* Dataset rows *
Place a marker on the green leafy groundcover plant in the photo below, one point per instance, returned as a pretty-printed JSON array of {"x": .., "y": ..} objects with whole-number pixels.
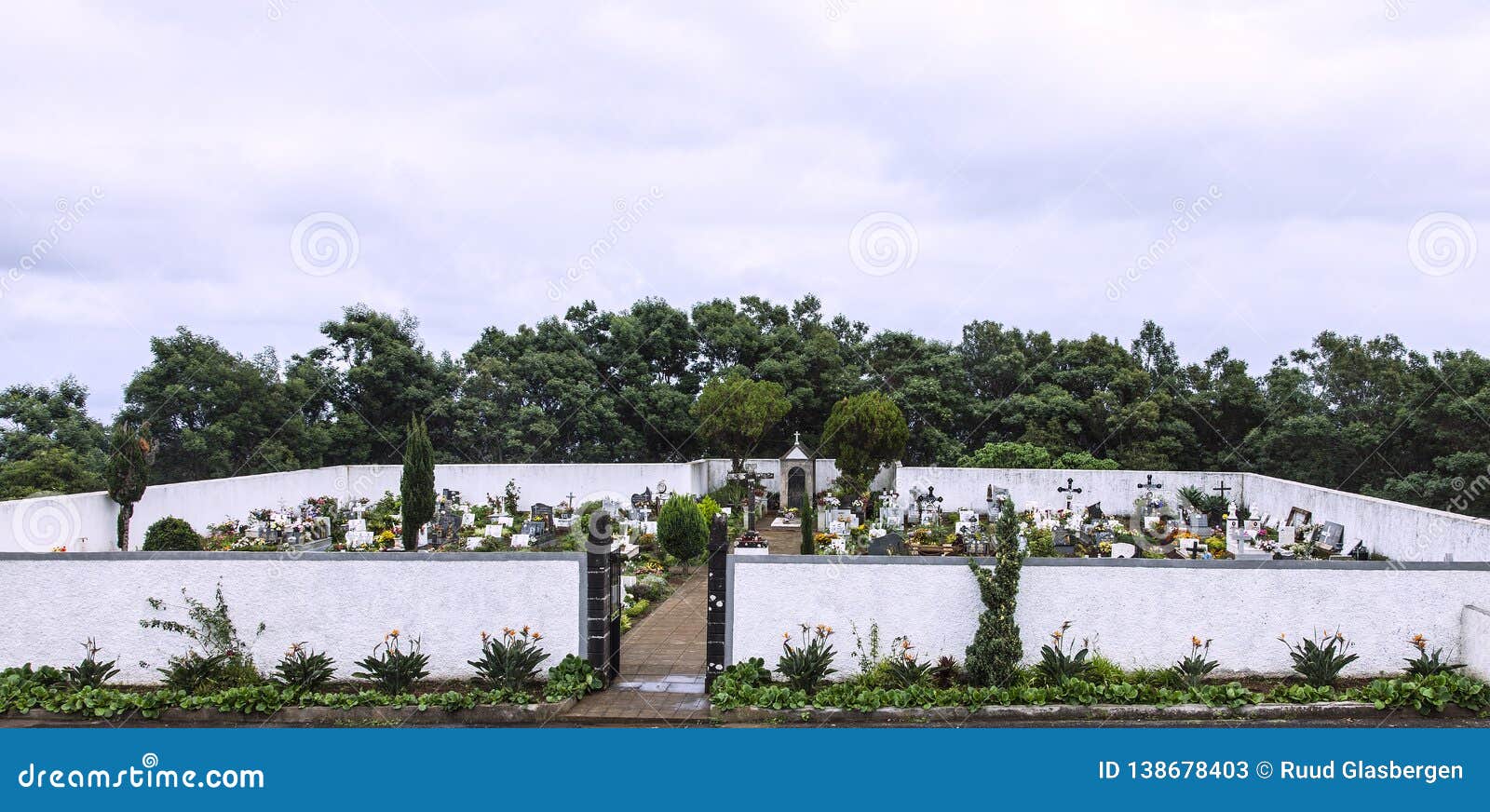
[
  {"x": 20, "y": 692},
  {"x": 1427, "y": 695}
]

* Problem to solve *
Rescale the listing above by reproducing every line, requests included, with each x and y pixel coordinate in the answers multiplied by 1.25 and rounded to a whole number, halves rounded up. Omit the pictures from your reproduction.

* Result *
Place a marker on the green leafy groundcover plant in the photo below, one point per instance, returned as a pretty-printed JSON array of {"x": .., "y": ..} objects with whole-number pixels.
[
  {"x": 25, "y": 865},
  {"x": 1784, "y": 869}
]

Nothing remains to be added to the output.